»»

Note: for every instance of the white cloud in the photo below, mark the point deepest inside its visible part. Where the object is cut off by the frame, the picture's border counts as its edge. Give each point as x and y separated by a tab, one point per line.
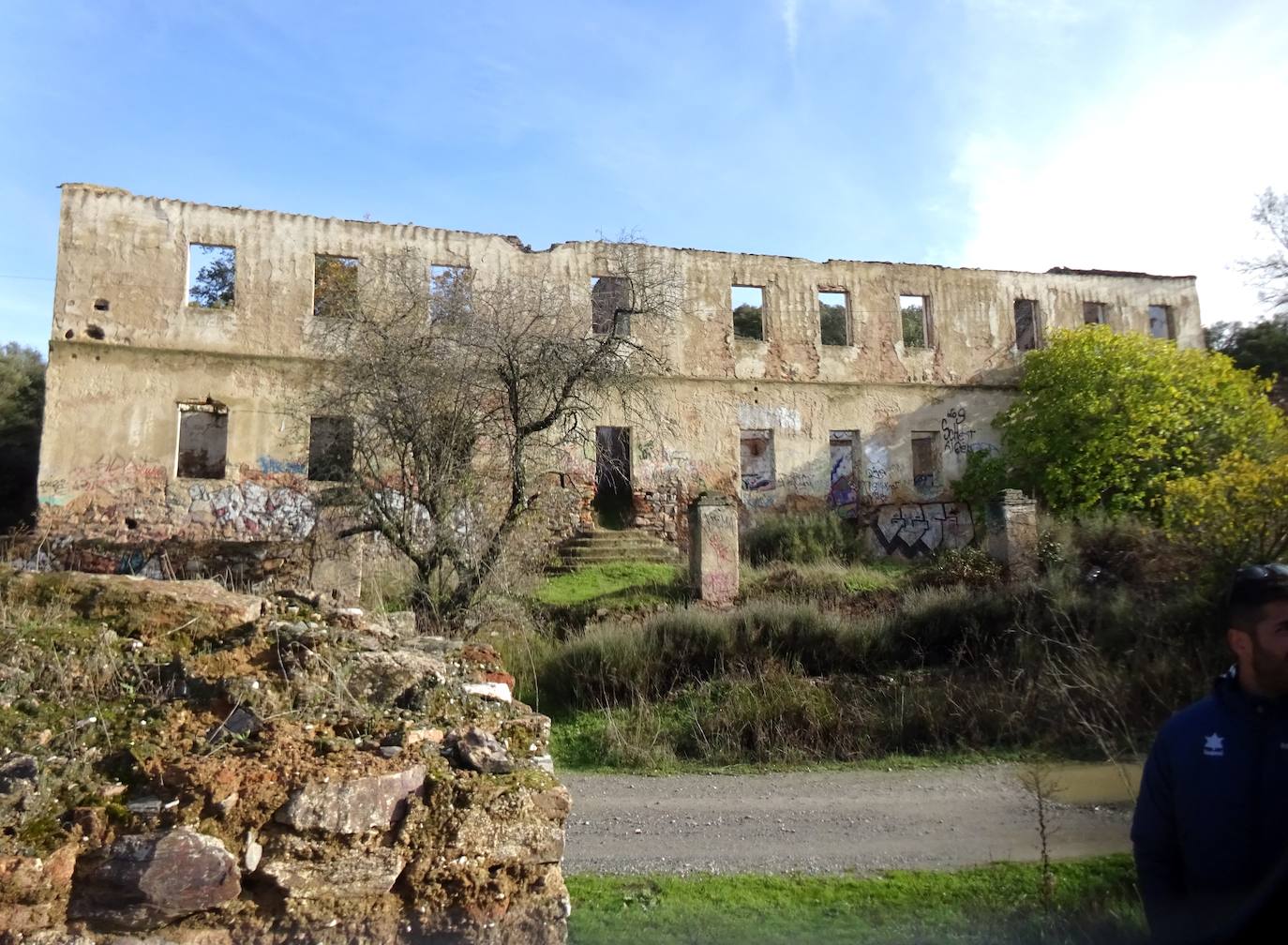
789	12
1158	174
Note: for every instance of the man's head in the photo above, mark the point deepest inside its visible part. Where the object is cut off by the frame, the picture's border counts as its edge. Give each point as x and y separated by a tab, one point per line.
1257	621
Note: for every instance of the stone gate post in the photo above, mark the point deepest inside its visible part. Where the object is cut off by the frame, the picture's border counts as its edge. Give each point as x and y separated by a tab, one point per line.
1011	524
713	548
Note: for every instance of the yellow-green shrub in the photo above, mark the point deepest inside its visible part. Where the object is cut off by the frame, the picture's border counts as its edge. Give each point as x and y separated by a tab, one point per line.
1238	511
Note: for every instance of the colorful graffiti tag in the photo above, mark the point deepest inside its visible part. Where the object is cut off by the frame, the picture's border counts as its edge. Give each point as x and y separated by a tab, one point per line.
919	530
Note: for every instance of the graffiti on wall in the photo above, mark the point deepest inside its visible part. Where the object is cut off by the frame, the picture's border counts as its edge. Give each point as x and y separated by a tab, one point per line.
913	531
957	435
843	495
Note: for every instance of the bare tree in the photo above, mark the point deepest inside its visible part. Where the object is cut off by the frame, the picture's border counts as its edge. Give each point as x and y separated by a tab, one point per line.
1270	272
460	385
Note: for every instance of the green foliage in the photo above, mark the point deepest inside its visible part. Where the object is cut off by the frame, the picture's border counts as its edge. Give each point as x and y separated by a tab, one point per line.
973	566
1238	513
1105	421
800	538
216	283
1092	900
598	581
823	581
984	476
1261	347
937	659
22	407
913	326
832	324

««

> _INSTRUCTIONS TO FOLLOW_: Apart from the pictures, the material above has to be repeated exactly.

> _ANSWER TO THIS TASK_:
Note: for every instance of the white cloud in the photo below, mark the point deepest inside its visible part. Where the object is cut off by the frame, the picture's border counts as its edge. Give each point as x and y separated by a tab, one point per line.
789	12
1158	174
Note: for every instance of the man's head in the photo above, mark the point deepest inside its visible part. Where the object is cut off by the frame, the picture's border counts as its edge. Give each point as x and y separated by a tab, one point per line.
1257	621
Note: for every instance of the stone gate post in the photo above, mark the point deepest inside its visible part. Where the object is cut off by the frame, the picture's border counts as its edge. Give each point as x and y separated by a tab, one point per line.
1011	524
713	548
Note: for every instance of the yellow-green shrub in the photo above, mark the point deepest inside its visible part. Where the object is cut off by the frame, the picture's border counts as its edge. Give each point as x and y separated by a tab, one point per line.
1238	511
Note: for every instance of the colorful graffiti tag in the photo above, mark the point deepest inside its visible part. Where the object is cut off by the frame, the picture's border counts as its edge. Give each point as x and y separated by a tab, one point per line.
919	530
Note: for every instance of the graffiti on wall in the photo above, mark the point deepest inside its visible part. Where the object is cut off by the frame, the picture's border counts as its edge. Give each point as x and y separated by a tab, one point per line.
913	531
957	435
843	495
Note: for every instance of the bare tree in the photo above, mark the point deepest inside its visible part. Where the object is cut off by the frame, the picture's border counts as its edge. Give each point as x and y separated by a tab, one point per line.
1270	272
460	385
Note: for every instance of the green foliage in the photo above, mark the point deepest inside its visible part. Where the object is cut off by the frame, the picture's border counts as its edge. Give each point as x and y separated by a tab, one point per line.
973	566
1238	513
1105	421
800	538
216	283
1092	900
598	581
823	581
984	476
1261	347
937	659
22	407
913	326
832	324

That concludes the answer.